The architect was the very busy Herbert J. Krapp, and this time he came up with a novel notion. Instead of building the orchestra level in the style of other theatres, he had the seats — from Row L on — slope upward so that theatregoers in the rear of the orchestra had an excellent view of the stage. The rear section of the orchestra was really as high as a mezzanine, and patrons in that section had to climb stairs to reach their orchestra seats.

According to Brooks Atkinson in his book Broadway, the Chanins made critics feel welcome by putting nameplates on the seats they occupied on opening nights. For their opening attraction on Christmas Eve 1924, the brothers chose the 1924 edition of the Greenwich Village Follies, which was not new. It had already played at the Shubert and Winter Garden theatres, and it stayed only briefly at the new house.

This theatre was to have a curious history in its early years. It had a policy of booking shows that had played in other theatres first, and, on occasion, these shows had interrupted runs. This was the case with the 46th Street Theatre’s second booking. Is Zat So?, the long-running comedy about boxing, moved in from the 39th Street Theatre in February 1925 and played until mid-December. On Christmas Eve the latest edition of the Greenwich Village Follies opened here and ran until March. Then, on March 15, 1926, Is Zat So? reopened at the theatre and stayed until the end of July.

In September 1926 the lurid melodrama The Shanghai Gesture moved here from the Shubert and stayed for three months. This was followed by the eminent French team of Sacha Guitry and his wife, Yvonne Printemps, in two plays by Guitry: Mozart and a short piece, Deburau. The stars alternated these plays with another comedy by Guitry, L’Illusioniste. The French company of actors was highly praised.

## WHAT IS NEEDED
Reproduce the text about the early years of the 46th Street Theatre in full, word for word.

## MATERIAL SHOWN

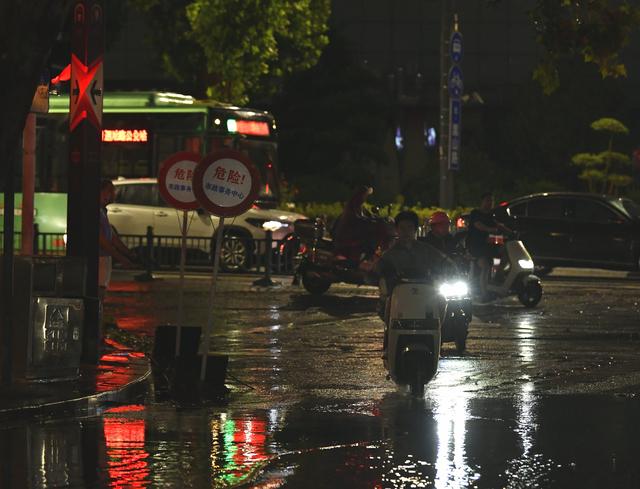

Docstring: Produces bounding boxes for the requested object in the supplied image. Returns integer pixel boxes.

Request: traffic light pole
[438,0,453,209]
[67,0,104,362]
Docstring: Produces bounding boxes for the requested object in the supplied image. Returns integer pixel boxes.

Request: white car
[107,178,306,271]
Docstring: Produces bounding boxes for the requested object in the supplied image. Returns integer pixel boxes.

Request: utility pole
[438,0,462,209]
[67,0,104,362]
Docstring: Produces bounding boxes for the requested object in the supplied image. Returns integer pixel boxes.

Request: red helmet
[429,211,451,226]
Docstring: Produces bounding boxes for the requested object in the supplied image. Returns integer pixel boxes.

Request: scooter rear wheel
[302,271,331,295]
[518,282,542,307]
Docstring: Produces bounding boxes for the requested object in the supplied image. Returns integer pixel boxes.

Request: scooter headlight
[518,260,533,270]
[438,280,469,299]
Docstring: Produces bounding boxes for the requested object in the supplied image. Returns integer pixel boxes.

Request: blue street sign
[449,98,462,171]
[449,65,463,99]
[449,31,462,64]
[451,100,462,124]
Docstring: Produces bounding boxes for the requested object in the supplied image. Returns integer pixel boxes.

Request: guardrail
[0,226,297,275]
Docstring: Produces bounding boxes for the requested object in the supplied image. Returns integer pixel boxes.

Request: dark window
[115,184,157,205]
[527,198,564,219]
[575,200,617,222]
[622,199,640,219]
[509,202,527,217]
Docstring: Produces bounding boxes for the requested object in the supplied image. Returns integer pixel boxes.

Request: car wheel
[218,230,250,272]
[533,265,553,277]
[302,270,331,295]
[518,282,542,307]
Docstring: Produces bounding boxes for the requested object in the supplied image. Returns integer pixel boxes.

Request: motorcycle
[294,217,395,295]
[471,235,542,307]
[380,279,470,397]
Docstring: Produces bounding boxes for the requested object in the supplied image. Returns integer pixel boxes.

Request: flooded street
[0,276,640,488]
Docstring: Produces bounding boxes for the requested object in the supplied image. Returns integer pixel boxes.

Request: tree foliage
[131,0,330,103]
[531,0,640,94]
[571,117,633,195]
[274,35,391,201]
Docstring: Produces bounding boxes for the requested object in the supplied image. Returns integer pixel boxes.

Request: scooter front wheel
[409,372,424,397]
[518,281,542,307]
[455,331,467,355]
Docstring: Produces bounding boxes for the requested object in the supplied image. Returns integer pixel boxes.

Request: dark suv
[495,192,640,270]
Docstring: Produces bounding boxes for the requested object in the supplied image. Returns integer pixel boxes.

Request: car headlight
[518,260,533,270]
[247,217,289,231]
[438,280,469,299]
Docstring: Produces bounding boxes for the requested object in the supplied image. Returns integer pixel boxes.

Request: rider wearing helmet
[376,211,457,351]
[421,211,460,256]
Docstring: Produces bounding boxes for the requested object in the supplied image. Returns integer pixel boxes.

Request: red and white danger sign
[158,151,201,211]
[193,149,260,217]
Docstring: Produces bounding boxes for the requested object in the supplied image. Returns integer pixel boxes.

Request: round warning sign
[158,151,201,211]
[193,149,260,217]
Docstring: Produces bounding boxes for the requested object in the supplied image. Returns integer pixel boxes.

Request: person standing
[467,192,512,299]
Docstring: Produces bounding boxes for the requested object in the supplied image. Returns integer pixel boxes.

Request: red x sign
[69,54,102,131]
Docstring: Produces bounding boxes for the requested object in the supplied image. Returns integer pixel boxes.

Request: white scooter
[380,279,469,397]
[471,235,542,307]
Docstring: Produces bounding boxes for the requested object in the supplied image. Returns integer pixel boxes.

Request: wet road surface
[0,277,640,488]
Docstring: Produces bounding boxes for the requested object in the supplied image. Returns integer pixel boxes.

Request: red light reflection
[104,405,149,489]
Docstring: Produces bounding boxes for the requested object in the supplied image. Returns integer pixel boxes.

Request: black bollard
[135,226,153,282]
[253,229,279,287]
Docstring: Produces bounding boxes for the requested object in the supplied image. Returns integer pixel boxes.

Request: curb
[0,356,151,421]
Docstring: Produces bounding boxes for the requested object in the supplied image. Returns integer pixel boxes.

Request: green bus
[36,91,279,206]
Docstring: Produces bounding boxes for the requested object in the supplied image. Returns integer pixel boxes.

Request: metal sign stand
[200,216,224,382]
[176,210,189,357]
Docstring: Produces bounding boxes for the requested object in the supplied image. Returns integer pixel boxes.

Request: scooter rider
[467,192,513,298]
[418,211,462,257]
[376,211,457,354]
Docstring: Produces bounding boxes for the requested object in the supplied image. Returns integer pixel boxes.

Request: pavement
[0,268,640,421]
[0,337,151,421]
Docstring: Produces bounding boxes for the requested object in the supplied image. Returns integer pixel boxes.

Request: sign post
[158,151,200,357]
[193,150,260,381]
[67,0,104,362]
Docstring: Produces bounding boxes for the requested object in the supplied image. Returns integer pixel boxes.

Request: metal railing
[0,226,297,275]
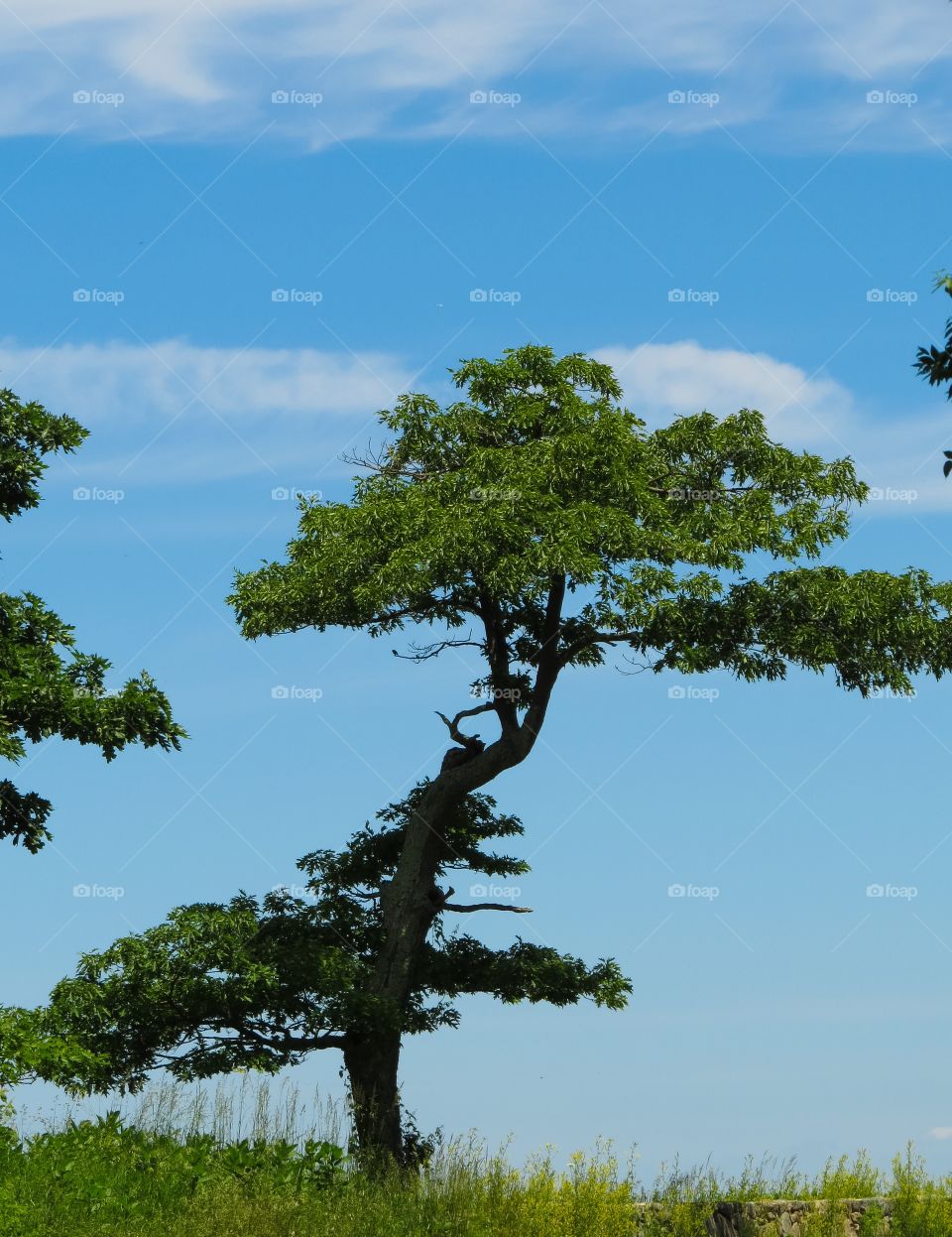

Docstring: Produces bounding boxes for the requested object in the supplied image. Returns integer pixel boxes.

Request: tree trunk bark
[344,736,535,1167]
[344,1028,403,1174]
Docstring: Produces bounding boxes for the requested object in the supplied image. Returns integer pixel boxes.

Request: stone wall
[630,1198,892,1237]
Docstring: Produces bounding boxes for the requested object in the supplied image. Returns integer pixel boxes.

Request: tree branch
[436,700,496,747]
[442,902,532,916]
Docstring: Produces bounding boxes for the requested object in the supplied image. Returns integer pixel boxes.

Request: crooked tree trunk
[356,745,522,1167]
[344,1030,403,1173]
[345,575,566,1162]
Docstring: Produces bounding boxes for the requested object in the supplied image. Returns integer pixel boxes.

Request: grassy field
[0,1086,952,1237]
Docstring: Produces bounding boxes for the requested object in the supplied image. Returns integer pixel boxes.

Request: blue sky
[0,0,952,1175]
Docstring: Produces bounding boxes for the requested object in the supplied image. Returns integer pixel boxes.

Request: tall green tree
[218,345,952,1153]
[9,783,631,1164]
[0,390,186,852]
[14,345,952,1157]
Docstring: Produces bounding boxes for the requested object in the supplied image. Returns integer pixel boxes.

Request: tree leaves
[0,390,188,852]
[9,783,631,1092]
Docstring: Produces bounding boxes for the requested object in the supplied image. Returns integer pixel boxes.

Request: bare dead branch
[442,902,532,916]
[436,700,496,747]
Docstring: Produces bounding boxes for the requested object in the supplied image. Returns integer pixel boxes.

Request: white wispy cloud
[595,340,952,515]
[0,340,952,515]
[0,340,413,484]
[0,0,952,147]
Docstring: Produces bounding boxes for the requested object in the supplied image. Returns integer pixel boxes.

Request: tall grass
[0,1077,952,1237]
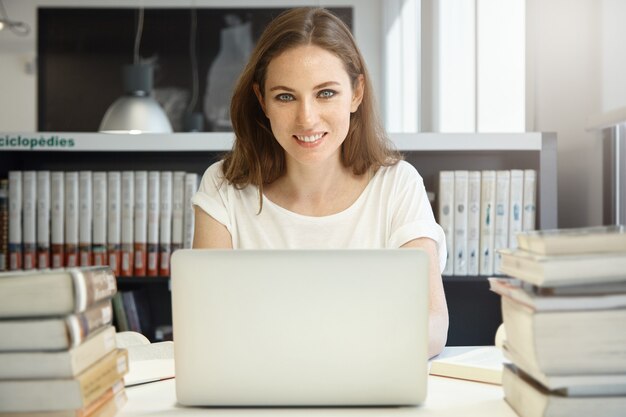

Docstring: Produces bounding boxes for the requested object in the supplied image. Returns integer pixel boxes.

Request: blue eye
[317,90,337,98]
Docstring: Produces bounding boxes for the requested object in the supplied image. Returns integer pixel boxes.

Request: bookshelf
[0,132,557,345]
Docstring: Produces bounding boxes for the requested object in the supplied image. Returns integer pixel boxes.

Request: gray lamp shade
[100,96,172,133]
[100,64,172,133]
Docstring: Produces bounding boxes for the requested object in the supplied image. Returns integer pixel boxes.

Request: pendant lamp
[99,9,172,134]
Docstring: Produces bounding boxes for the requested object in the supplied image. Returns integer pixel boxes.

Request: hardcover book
[0,266,117,318]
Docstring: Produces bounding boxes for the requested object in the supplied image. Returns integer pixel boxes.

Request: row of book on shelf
[489,225,626,417]
[437,169,537,276]
[0,266,128,417]
[0,170,198,276]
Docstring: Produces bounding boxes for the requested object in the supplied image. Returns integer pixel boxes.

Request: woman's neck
[265,158,370,216]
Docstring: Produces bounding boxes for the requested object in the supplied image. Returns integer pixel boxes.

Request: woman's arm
[193,206,233,249]
[402,237,448,358]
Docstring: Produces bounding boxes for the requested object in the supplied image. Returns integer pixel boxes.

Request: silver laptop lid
[172,249,428,406]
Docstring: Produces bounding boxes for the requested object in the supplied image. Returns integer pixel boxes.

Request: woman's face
[255,45,363,170]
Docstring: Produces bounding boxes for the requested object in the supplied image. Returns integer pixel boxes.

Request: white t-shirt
[191,161,446,271]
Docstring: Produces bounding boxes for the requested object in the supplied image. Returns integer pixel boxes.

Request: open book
[430,346,508,385]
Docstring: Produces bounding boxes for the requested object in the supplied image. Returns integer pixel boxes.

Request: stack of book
[489,226,626,417]
[0,267,128,417]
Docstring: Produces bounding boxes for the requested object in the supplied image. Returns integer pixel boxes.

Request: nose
[296,99,319,127]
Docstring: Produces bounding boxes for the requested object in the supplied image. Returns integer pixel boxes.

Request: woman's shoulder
[378,159,422,180]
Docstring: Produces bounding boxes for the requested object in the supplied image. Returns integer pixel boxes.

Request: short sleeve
[388,161,447,271]
[191,161,231,231]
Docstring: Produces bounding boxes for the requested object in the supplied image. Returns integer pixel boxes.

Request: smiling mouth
[294,133,326,143]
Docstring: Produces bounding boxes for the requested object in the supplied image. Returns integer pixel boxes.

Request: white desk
[118,360,517,417]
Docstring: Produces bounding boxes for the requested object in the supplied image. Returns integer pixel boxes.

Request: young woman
[192,8,448,356]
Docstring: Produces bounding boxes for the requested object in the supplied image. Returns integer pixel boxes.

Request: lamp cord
[133,7,144,65]
[0,0,30,36]
[187,9,198,113]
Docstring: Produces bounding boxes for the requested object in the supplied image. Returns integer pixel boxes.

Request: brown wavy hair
[223,7,401,195]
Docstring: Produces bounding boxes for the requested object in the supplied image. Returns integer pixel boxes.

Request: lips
[294,132,326,143]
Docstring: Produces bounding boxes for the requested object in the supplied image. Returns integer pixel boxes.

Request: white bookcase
[0,132,557,345]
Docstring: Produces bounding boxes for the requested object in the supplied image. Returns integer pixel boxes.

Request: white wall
[601,0,626,112]
[527,0,604,227]
[0,0,382,132]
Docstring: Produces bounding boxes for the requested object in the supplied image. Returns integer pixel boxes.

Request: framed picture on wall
[37,6,354,132]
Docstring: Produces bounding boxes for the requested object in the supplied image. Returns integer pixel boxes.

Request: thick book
[120,171,135,277]
[0,380,128,417]
[454,171,469,275]
[0,299,113,351]
[0,349,128,412]
[488,277,626,311]
[107,171,122,275]
[183,172,198,249]
[517,225,626,255]
[22,171,37,270]
[438,171,455,275]
[502,297,626,375]
[0,178,9,272]
[493,170,511,274]
[133,171,148,277]
[0,266,117,318]
[50,171,65,268]
[64,171,79,267]
[502,365,626,417]
[508,169,524,249]
[78,171,93,266]
[522,169,537,231]
[430,346,504,385]
[92,171,109,266]
[146,171,161,276]
[499,249,626,287]
[502,341,626,397]
[158,171,173,276]
[467,171,481,276]
[0,326,115,380]
[479,170,496,275]
[9,171,22,271]
[37,171,50,269]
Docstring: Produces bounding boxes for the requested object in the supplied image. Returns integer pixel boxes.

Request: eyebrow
[269,81,340,92]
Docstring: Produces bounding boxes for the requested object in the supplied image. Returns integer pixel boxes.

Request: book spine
[0,178,9,272]
[65,299,113,349]
[120,171,135,277]
[65,172,79,267]
[172,171,185,252]
[92,171,108,266]
[69,266,117,313]
[122,291,142,333]
[438,171,454,275]
[522,169,537,231]
[454,171,469,275]
[508,169,524,249]
[467,171,481,276]
[50,171,65,268]
[9,171,22,270]
[111,292,130,332]
[22,171,37,270]
[134,171,148,277]
[493,170,511,274]
[146,171,161,276]
[37,171,50,269]
[78,171,93,266]
[183,172,198,249]
[479,170,496,275]
[159,171,172,276]
[77,349,128,405]
[107,171,122,276]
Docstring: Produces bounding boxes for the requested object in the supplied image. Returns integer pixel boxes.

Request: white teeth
[296,133,324,142]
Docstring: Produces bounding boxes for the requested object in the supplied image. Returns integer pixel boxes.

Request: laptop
[171,249,428,406]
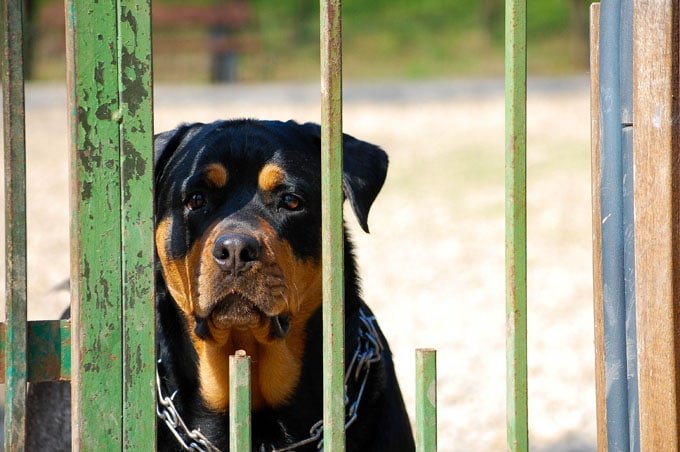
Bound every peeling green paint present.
[2,0,27,451]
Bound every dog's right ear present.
[153,123,200,177]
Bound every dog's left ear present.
[302,122,389,232]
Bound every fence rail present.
[6,0,680,451]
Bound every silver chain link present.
[156,309,384,452]
[272,309,384,452]
[156,360,220,452]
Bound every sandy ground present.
[3,82,595,451]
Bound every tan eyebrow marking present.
[204,163,229,188]
[257,163,286,191]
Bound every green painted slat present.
[2,0,27,451]
[321,0,345,452]
[505,0,529,451]
[416,349,437,452]
[0,320,71,383]
[66,0,123,450]
[229,350,252,452]
[118,0,156,450]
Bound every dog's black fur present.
[25,120,415,451]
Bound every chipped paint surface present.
[67,0,155,450]
[2,0,27,450]
[321,0,345,451]
[505,0,529,451]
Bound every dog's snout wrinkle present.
[213,234,262,276]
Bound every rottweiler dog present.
[155,120,415,452]
[23,120,415,452]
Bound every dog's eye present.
[184,193,206,210]
[281,193,302,211]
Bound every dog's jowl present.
[26,120,414,451]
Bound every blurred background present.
[0,0,595,451]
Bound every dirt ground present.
[2,79,595,451]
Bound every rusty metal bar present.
[0,320,71,384]
[2,0,28,451]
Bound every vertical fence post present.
[229,350,252,452]
[416,349,437,452]
[117,0,156,450]
[505,0,529,451]
[321,0,345,452]
[2,0,27,451]
[66,0,155,450]
[632,0,680,451]
[590,3,607,452]
[67,0,123,444]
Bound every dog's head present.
[155,120,387,340]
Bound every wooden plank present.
[416,349,437,452]
[2,0,27,451]
[66,0,123,444]
[229,350,252,452]
[590,3,607,452]
[321,0,345,452]
[117,0,156,450]
[0,320,71,384]
[505,0,529,451]
[633,0,680,451]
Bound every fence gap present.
[2,0,28,451]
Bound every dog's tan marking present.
[257,163,286,191]
[156,217,201,315]
[188,222,321,411]
[204,163,229,188]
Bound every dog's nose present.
[213,234,261,275]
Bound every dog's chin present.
[210,293,267,329]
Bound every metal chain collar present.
[156,309,384,452]
[156,359,220,452]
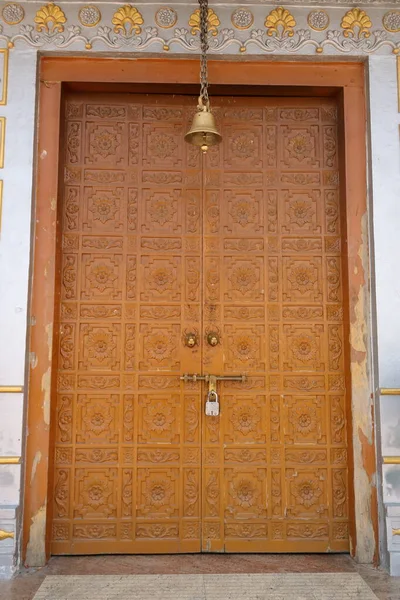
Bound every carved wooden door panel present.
[51,94,349,554]
[51,95,202,554]
[202,98,349,552]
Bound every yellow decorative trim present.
[264,6,296,38]
[381,388,400,396]
[231,7,254,31]
[154,6,178,29]
[382,10,400,33]
[383,456,400,465]
[340,8,372,39]
[111,4,144,36]
[397,66,400,112]
[0,384,24,394]
[189,8,221,35]
[0,456,21,465]
[1,2,25,25]
[0,180,2,234]
[307,8,330,31]
[33,2,67,34]
[78,4,101,27]
[0,117,6,169]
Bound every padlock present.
[206,390,219,417]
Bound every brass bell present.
[185,98,222,152]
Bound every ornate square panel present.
[141,190,183,233]
[281,190,322,234]
[136,467,179,519]
[139,324,181,371]
[224,256,265,302]
[137,394,181,444]
[280,125,321,169]
[282,256,323,302]
[285,467,329,519]
[75,394,120,444]
[84,121,126,168]
[224,467,267,520]
[224,325,265,373]
[283,396,327,445]
[82,187,125,233]
[81,254,123,301]
[73,467,118,519]
[143,123,184,169]
[79,323,121,371]
[224,190,265,235]
[222,125,263,169]
[224,394,267,444]
[282,325,325,371]
[61,254,78,300]
[140,256,182,302]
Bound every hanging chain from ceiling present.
[199,0,209,106]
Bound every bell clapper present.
[185,0,222,154]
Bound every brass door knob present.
[185,333,197,348]
[207,331,220,346]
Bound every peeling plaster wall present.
[0,50,36,577]
[0,0,400,577]
[369,56,400,575]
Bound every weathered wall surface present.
[0,0,400,576]
[369,56,400,575]
[0,49,36,576]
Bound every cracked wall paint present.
[350,214,378,563]
[26,504,46,567]
[42,367,51,425]
[31,450,42,484]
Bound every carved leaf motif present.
[184,470,199,517]
[54,469,69,519]
[206,471,220,517]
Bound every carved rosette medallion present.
[189,8,221,36]
[154,6,178,29]
[34,2,67,35]
[111,4,144,37]
[1,2,25,25]
[231,7,254,29]
[340,8,372,40]
[307,9,329,31]
[265,6,296,39]
[78,4,101,27]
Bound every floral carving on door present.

## EXERCISE RESULT
The architect was the very busy Herbert J. Krapp, and this time he came up with a novel notion. Instead of building the orchestra level in the style of other theatres, he had the seats — from Row L on — slope upward so that theatregoers in the rear of the orchestra had an excellent view of the stage. The rear section of the orchestra was really as high as a mezzanine, and patrons in that section had to climb stairs to reach their orchestra seats.

According to Brooks Atkinson in his book Broadway, the Chanins made critics feel welcome by putting nameplates on the seats they occupied on opening nights. For their opening attraction on Christmas Eve 1924, the brothers chose the 1924 edition of the Greenwich Village Follies, which was not new. It had already played at the Shubert and Winter Garden theatres, and it stayed only briefly at the new house.

This theatre was to have a curious history in its early years. It had a policy of booking shows that had played in other theatres first, and, on occasion, these shows had interrupted runs. This was the case with the 46th Street Theatre’s second booking. Is Zat So?, the long-running comedy about boxing, moved in from the 39th Street Theatre in February 1925 and played until mid-December. On Christmas Eve the latest edition of the Greenwich Village Follies opened here and ran until March. Then, on March 15, 1926, Is Zat So? reopened at the theatre and stayed until the end of July.

In September 1926 the lurid melodrama The Shanghai Gesture moved here from the Shubert and stayed for three months. This was followed by the eminent French team of Sacha Guitry and his wife, Yvonne Printemps, in two plays by Guitry: Mozart and a short piece, Deburau. The stars alternated these plays with another comedy by Guitry, L’Illusioniste. The French company of actors was highly praised.